§ **Textauszug**
══════════

Vom statischen zum dynamischen Datacenter

Ulrich Terrahe

 
Ein Erfahrungsbericht über den Rechenzentrumsbau der letzten 20 Jahre
 

Kaum eine Branche ist so rasanten Veränderungen unterworfen wie die der Rechenzentren: Das einst kleine Marktsegment, in dem die Wettbewerber klaren Linien folgten, wurde von der Dynamik der Zeit überwältigt. Die rasante Entwicklung ließ eine Masse an Lösungen und Anbietern mit einem Hang zur Überdimensionierung entstehen, in der kaum noch eine eindeutige Richtung erkennbar war. Doch wissen wir es heute besser?

Als ich vor 20 Jahren meine Laufbahn als Rechenzentrumsplaner begann, betrat ich die einfache Welt des „statischen Rechenzentrums“: Gradlinige Ansprüche, 500 Watt je Quadratmeter, gebaut wurde immer auf den Endausbau, und Verfügbarkeits- und Sicherheitskriterien kamen aus einem eigens entwickelten Sicherheitskonzept.

Damals gab es noch kein Uptime Institute, keinen TÜV oder Rechenzentrumsnormen, die mehr oder weniger sinnvolle Vorgaben machten. Der Mittelstand bediente sich gerne der sogenannten „Lampertzzelle“ und tat darin all seinen Ansprüchen genüge. Was ich damals erlebte, war ein übersichtlicher Markt, der von wenigen Playern bedient wurde und weitestgehend ohne internationalen Einfluss funktionierte.

══════════

§ **Datenblock**
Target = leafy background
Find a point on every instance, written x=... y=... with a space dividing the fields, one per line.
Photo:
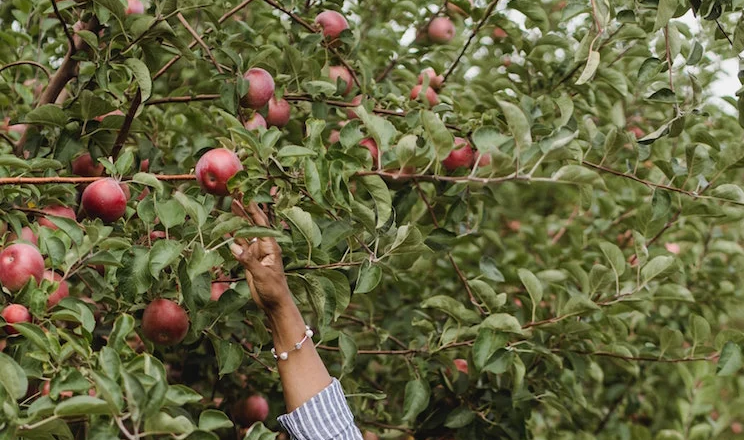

══════════

§ **Arbeitsauftrag**
Schreibe den Erfahrungsbericht über den Rechenzentrumsbau im Anschluss an seinen letzten Satz weiter.

§ **Lösung**
Seitdem haben sich die Zeiten geändert: Anders als damals gibt es heute nicht mehr das Rechenzentrum, sondern ein nahezu unendliches Spektrum an Rechenzentrumslösungen. Vielleicht spricht man inzwischen auch deshalb lieber von einem Datacenter, um darin Begriffe wie Serverraum, EDV-Raum, Serverzelle, Rechnerraum, Rechenzentrum, usw. zu vereinen.

Im Wesentlichen unterscheiden sich die Rechenzentren hinsichtlich ihrer Größe (von wenigen Datenschränken bis hin zu Mega-Datacenter von über 100.000 m² Whitespace), ihren Anforderungen an Verfügbarkeit und Sicherheit sowie der Leistungsdichte (von wenigen Kilowatt bis hin zu Gigawatt-Anlagen). Diese Unterschiede haben eine Vielzahl verschiedener RZ-Lösungen hervorgebracht, die durch die Kriterien des modularen Aufbaus und der Energieeffizienz in den letzten Jahren zusätzlich erhöht wurde.

 
Der Wahnsinn nimmt seinen Lauf
 

Abb. 1: Übersicht über Leistungs- und Verfügbarkeitsanforderungen der verschiedenen Branchen

Doch wie wurde aus dem einst statischen Rechenzentrum diese dynamische Lösungsvielfalt? Am Anfang stand die rasante Entwicklung, mit der die IT-Technik das Arbeits- und Privatleben der Menschen veränderte. Sie ließ den Bedarf an Rechenzentren kontinuierlich und ungebremst steigen. Inzwischen gibt es kaum noch einen Geschäftsprozess oder eine menschliche Handlung, die nicht computergestützt ist. Diese Entwicklung war nur mithilfe einer Menge Rechnertechnik möglich, die sie sicher und verfügbar unterstützte. Doch trotz der parallel stattfindenden rasanten Verbesserung und Verdichtung der Server- und Speichertechnik konnte der Mehrbedarf an Rechenzentrumsfläche nicht eingedämmt werden.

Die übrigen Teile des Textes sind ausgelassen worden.